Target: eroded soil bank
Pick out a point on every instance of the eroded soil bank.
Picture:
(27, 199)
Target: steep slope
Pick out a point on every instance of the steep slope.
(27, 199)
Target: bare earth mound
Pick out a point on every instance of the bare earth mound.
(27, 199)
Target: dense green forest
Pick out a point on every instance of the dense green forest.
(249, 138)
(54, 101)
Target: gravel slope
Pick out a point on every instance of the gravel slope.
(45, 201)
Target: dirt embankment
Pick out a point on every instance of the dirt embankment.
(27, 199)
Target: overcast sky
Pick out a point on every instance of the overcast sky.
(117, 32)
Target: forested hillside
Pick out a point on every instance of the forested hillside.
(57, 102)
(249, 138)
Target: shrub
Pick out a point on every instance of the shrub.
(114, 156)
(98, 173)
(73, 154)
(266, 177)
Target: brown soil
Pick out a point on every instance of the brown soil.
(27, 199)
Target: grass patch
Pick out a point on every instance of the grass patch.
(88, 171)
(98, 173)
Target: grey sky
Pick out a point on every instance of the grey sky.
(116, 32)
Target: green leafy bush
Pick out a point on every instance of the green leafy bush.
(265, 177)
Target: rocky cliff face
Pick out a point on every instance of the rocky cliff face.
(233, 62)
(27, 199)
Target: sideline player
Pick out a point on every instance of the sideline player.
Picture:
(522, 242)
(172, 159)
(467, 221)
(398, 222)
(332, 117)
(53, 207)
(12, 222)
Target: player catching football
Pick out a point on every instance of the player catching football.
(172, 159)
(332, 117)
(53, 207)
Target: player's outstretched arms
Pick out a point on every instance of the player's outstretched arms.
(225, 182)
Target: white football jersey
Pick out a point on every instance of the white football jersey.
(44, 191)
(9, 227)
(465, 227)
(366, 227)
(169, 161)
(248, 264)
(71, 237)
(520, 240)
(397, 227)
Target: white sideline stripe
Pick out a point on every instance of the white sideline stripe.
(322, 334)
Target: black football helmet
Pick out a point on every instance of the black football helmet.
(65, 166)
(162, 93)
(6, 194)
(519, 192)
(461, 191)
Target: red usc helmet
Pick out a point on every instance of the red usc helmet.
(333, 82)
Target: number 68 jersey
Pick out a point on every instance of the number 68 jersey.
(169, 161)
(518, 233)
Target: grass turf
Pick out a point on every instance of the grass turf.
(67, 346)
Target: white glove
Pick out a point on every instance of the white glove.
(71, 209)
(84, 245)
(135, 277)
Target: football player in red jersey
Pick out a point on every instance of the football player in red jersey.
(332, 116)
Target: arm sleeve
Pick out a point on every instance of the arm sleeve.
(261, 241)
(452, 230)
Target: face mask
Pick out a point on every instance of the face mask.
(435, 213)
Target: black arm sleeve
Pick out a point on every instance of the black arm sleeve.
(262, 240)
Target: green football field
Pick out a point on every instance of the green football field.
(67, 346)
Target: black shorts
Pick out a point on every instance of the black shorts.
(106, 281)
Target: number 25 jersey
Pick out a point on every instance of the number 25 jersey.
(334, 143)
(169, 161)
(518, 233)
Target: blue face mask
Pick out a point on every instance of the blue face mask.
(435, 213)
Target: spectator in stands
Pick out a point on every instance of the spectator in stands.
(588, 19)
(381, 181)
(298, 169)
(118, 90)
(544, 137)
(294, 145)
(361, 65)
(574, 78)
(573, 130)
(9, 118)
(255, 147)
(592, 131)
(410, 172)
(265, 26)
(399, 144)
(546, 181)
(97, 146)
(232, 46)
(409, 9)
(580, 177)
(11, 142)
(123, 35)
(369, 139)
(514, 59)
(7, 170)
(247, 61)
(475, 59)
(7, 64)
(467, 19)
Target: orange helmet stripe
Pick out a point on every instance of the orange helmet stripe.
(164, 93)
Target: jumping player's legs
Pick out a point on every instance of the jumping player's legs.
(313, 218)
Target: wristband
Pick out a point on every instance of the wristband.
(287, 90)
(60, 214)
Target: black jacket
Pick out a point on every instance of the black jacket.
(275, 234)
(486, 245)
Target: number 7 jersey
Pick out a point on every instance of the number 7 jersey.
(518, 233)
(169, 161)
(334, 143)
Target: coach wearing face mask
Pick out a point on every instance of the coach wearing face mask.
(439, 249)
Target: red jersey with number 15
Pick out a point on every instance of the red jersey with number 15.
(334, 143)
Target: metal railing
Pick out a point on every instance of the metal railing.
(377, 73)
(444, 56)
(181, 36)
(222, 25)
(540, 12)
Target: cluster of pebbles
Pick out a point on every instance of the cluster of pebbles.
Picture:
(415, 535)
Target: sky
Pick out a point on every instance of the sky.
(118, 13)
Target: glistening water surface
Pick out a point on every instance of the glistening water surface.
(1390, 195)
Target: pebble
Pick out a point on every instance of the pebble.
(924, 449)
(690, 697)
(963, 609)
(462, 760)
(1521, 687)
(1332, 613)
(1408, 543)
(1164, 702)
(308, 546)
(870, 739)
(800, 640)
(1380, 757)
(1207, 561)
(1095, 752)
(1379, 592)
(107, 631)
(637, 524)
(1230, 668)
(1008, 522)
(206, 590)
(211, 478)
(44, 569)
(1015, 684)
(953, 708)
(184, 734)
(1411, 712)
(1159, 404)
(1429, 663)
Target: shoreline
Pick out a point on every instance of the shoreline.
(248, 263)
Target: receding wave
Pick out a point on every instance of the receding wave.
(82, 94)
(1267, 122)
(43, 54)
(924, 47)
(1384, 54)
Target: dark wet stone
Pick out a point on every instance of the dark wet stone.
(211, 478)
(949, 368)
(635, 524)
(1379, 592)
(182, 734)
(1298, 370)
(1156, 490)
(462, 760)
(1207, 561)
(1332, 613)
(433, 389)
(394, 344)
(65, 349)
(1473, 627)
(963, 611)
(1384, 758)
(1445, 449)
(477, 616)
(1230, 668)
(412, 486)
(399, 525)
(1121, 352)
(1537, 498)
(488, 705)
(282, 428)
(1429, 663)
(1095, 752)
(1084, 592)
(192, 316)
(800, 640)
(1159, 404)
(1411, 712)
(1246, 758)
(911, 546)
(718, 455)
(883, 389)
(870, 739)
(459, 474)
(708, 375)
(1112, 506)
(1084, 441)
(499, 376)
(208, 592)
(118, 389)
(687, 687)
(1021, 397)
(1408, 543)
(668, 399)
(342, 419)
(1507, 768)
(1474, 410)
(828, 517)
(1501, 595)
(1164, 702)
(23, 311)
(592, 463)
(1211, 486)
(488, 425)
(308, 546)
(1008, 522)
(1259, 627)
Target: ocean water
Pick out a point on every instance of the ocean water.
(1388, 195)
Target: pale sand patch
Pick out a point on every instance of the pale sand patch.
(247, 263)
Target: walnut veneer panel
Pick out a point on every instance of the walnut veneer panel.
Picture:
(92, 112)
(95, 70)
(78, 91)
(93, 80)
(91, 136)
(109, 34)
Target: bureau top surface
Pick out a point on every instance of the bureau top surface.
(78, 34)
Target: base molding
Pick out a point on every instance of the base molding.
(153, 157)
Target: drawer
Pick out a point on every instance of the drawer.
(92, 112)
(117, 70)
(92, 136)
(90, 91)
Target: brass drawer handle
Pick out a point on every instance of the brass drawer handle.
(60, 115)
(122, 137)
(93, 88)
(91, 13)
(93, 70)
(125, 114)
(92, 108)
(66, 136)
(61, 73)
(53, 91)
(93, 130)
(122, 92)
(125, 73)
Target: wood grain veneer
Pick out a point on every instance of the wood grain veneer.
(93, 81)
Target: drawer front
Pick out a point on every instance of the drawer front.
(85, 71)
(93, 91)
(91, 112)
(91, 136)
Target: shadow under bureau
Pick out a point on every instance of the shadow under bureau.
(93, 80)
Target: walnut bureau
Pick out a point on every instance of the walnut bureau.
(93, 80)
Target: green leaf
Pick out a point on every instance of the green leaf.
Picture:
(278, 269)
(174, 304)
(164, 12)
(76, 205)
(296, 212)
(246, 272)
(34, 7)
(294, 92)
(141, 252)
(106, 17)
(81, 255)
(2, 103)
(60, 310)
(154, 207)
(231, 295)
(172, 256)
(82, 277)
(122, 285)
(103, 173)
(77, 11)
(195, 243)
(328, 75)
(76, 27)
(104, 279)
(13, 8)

------------------------------------------------------------------------

Begin at the line containing "Target: ocean water" and reproduce each line through the end of the records above.

Target: ocean water
Pick out a point on every instance of the ocean water.
(1388, 195)
Target: pale sand patch
Pick out a point on every instance of the pale sand patch.
(247, 263)
Target: walnut veneer panel
Pick out a point on every instance of the walnut veneer panel.
Picture:
(92, 112)
(95, 70)
(78, 91)
(93, 80)
(91, 136)
(109, 34)
Target: bureau top surface
Pick out a point on every instance of the bureau top surface.
(78, 34)
Target: base molding
Pick out a point on every instance of the base molding.
(153, 157)
Target: drawer
Pick out a point on every instance of the drawer.
(92, 112)
(117, 70)
(92, 136)
(90, 91)
Target: brass drawer handle
Pick out a point on every instance of the brass drawer handle.
(60, 115)
(122, 137)
(93, 88)
(91, 13)
(93, 70)
(125, 114)
(92, 108)
(66, 136)
(61, 73)
(53, 91)
(93, 130)
(122, 92)
(125, 73)
Target: wood grain veneer
Pick out a point on every instance of the wood grain veneer.
(93, 81)
Target: drawer front
Pick out a point on every instance of the drawer front.
(85, 71)
(93, 91)
(91, 112)
(91, 136)
Target: shadow under bureau
Pick out a point on every instance of the shadow under bureau.
(93, 80)
Target: walnut bureau
Pick out a point on every instance of the walnut bureau.
(93, 80)
Target: green leaf
Pick out a point on every instance of the green leaf.
Picture:
(278, 269)
(174, 304)
(164, 12)
(76, 205)
(296, 212)
(246, 272)
(34, 7)
(294, 92)
(141, 252)
(106, 17)
(81, 255)
(2, 103)
(60, 310)
(154, 207)
(231, 295)
(172, 256)
(82, 277)
(122, 285)
(103, 173)
(77, 11)
(195, 243)
(328, 75)
(76, 27)
(104, 279)
(13, 8)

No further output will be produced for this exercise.